====== SELECTED EXTRACT ======
Tag Archives: Krystal Martin

Mongabay: Drax pellet mill wins appeal to raise pollution limits in small Mississippi town

Krystal Martin, right, co-founder of Greater Greener Gloster, attended the October Mississippi DEQ hearing with many of her neighbors, who say they were disappointed with the outcome. She stands beside Kadin Love, a social justice organizer with the Dogwood Alliance, an environmental nonprofit. Image courtesy of Krystal Martin.

What Mississippi gives to a poor, Black community in the state it can just as quickly take away. That’s what this story details. In May, I reported that a permitting committee of the Mississippi Department of Environmental Quality voted to deny wood-pellet maker Drax its request for a new classification to enable it to exceed air pollution standards.

In October, after a Drax appeal, the same committee sided with the company and against the small community — which has been telling anyone who will listen that the air pollution from one of the largest wood-pellet mills in the country is damaging their health and quality of life.

As my story explains: Pellet mills have increasingly come under fire from rural communities who accuse large-scale manufacturers like the U.K.’s Drax and Enviva in the U.S. of air pollution, dust and noise violations. A 2023 study found that pellet mills in the U.S. Southeast release 55 hazardous pollutants.

Moreover, the Drax plant has been fined more than $2.75 million since 2016 for exceeding toxic emissions limits. While Drax says it has invested millions in pollution mitigation technology to prevent future pollution, those living in Gloster told me they’ve seen no difference in their air quality.

Mongabay: Wood pellet maker Drax denied pollution permit after small town Mississippi outcry

Krystal Martin (center) has for months lobbied local and state officials about what she and her neighbors believe are health hazards posed by pollution from one of the largest wood-pellet mills in the world, owned by Drax and located near the center of Gloster, Mississippi. She organized neighbors on April 8 to fill a hearing room in the capital of Jackson to argue against a permit for Drax to legally emit more toxic pollution during its manufacturing process. Image courtesy of Krystal Martin.

It is a rare thing when a small, poor Black community stands up successfully to a corporate giant like Drax, one of the world’s largest makers of wood pellets for industrial-scale burning for energy. But that’s what happened in Mississippi in April 2025, as this story of mine illustrates.
======
**ACTION ITEM A**
In the page on the Drax pellet mill in Gloster, rewrite the paragraph beginning "Moreover, the Drax plant" more briefly, keeping its main facts.
**ACTION ITEM B**
Set down everything in the Drax pellet mill page from "In October, after" down to "quality of life.".
====== DATA TO EXAMINE ======
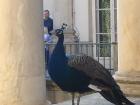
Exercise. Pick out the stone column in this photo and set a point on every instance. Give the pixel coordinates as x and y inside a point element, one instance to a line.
<point>128,74</point>
<point>21,53</point>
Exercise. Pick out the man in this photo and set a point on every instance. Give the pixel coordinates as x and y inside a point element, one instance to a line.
<point>48,22</point>
<point>48,27</point>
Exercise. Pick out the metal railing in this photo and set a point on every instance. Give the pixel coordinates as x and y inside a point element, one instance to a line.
<point>105,53</point>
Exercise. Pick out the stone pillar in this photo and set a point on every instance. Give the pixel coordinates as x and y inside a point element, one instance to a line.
<point>128,74</point>
<point>21,53</point>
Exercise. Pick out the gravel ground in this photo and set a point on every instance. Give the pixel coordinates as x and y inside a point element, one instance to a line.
<point>96,99</point>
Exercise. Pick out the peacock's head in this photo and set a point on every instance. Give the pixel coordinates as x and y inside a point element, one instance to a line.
<point>60,32</point>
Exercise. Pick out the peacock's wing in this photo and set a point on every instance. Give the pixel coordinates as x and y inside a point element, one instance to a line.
<point>98,74</point>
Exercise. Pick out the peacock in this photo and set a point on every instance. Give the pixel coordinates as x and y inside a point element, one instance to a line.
<point>81,73</point>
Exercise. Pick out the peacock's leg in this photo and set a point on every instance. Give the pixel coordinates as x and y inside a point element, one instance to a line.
<point>78,99</point>
<point>73,96</point>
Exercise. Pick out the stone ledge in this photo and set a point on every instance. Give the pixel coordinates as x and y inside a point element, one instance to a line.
<point>96,99</point>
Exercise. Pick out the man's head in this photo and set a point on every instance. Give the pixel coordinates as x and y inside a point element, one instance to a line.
<point>46,14</point>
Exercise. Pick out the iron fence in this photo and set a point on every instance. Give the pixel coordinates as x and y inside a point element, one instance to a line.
<point>105,53</point>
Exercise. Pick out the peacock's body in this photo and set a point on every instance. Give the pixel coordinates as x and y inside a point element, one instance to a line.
<point>80,73</point>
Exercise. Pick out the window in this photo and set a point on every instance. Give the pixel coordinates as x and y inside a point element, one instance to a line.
<point>106,30</point>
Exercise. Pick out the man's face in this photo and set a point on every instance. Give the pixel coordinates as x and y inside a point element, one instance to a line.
<point>46,14</point>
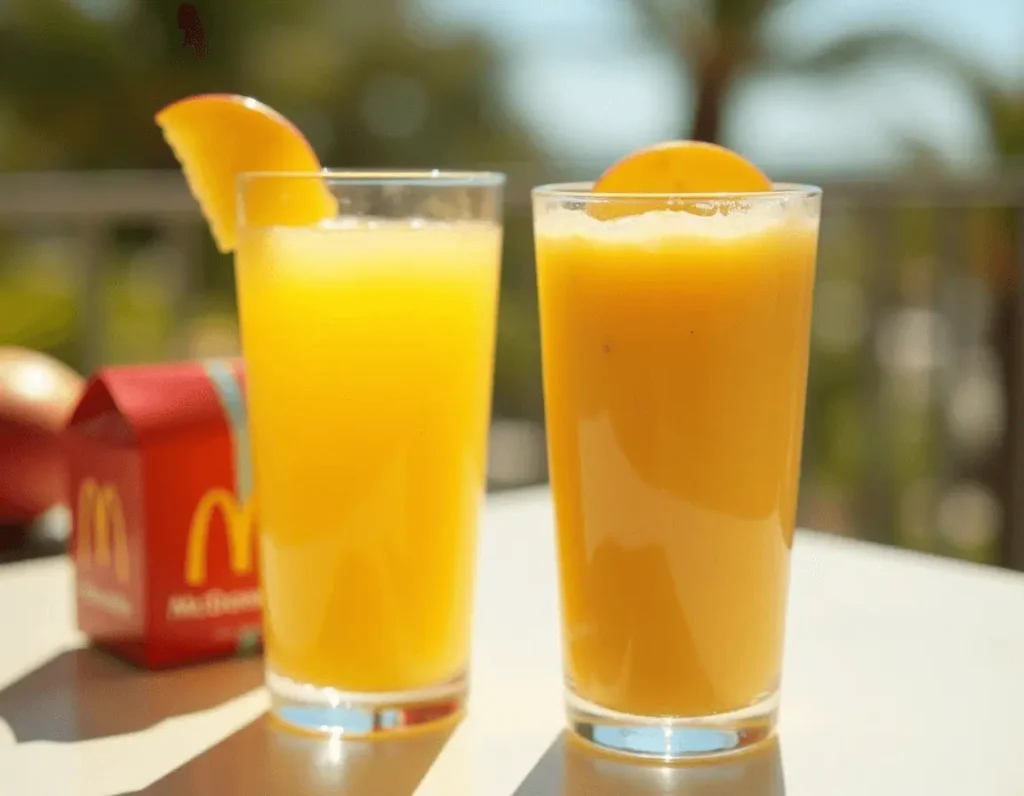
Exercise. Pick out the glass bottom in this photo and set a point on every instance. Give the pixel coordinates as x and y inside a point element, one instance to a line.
<point>325,710</point>
<point>672,738</point>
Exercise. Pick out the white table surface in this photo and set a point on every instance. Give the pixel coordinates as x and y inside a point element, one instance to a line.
<point>903,674</point>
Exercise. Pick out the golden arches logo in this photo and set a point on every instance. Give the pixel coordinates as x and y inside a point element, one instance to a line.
<point>100,528</point>
<point>239,524</point>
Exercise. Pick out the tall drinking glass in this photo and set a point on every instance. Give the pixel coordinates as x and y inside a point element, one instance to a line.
<point>675,340</point>
<point>368,303</point>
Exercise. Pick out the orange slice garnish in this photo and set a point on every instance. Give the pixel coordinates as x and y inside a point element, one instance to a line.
<point>216,137</point>
<point>676,167</point>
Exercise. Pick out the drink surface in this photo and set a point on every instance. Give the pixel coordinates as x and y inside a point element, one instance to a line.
<point>675,365</point>
<point>369,349</point>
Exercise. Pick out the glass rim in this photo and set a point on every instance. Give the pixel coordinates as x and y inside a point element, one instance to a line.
<point>416,177</point>
<point>583,192</point>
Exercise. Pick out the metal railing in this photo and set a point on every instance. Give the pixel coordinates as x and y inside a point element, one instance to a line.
<point>928,304</point>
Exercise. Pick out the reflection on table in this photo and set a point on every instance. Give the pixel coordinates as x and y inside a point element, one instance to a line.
<point>571,767</point>
<point>267,759</point>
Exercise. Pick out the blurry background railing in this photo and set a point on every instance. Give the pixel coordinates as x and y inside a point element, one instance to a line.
<point>914,434</point>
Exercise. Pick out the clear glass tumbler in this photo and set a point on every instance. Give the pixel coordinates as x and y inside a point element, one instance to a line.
<point>368,303</point>
<point>675,333</point>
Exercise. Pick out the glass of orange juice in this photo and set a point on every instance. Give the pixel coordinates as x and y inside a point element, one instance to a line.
<point>368,331</point>
<point>675,335</point>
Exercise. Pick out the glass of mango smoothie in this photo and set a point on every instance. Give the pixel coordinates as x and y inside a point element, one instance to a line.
<point>675,310</point>
<point>368,302</point>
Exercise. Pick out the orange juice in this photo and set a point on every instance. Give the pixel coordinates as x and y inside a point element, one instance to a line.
<point>675,364</point>
<point>369,349</point>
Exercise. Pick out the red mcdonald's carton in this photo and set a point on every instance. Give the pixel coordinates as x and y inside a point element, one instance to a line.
<point>161,489</point>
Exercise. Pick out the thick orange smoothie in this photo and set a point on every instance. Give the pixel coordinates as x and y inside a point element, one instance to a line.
<point>675,365</point>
======
**WORKED SOLUTION A**
Since 2016, the Drax plant has been fined more than $2.75 million for exceeding toxic emissions limits. Drax says it has invested millions in pollution mitigation technology, but Gloster residents say their air quality has not changed.

**WORKED SOLUTION B**
In October, after a Drax appeal, the same committee sided with the company and against the small community — which has been telling anyone who will listen that the air pollution from one of the largest wood-pellet mills in the country is damaging their health and quality of life.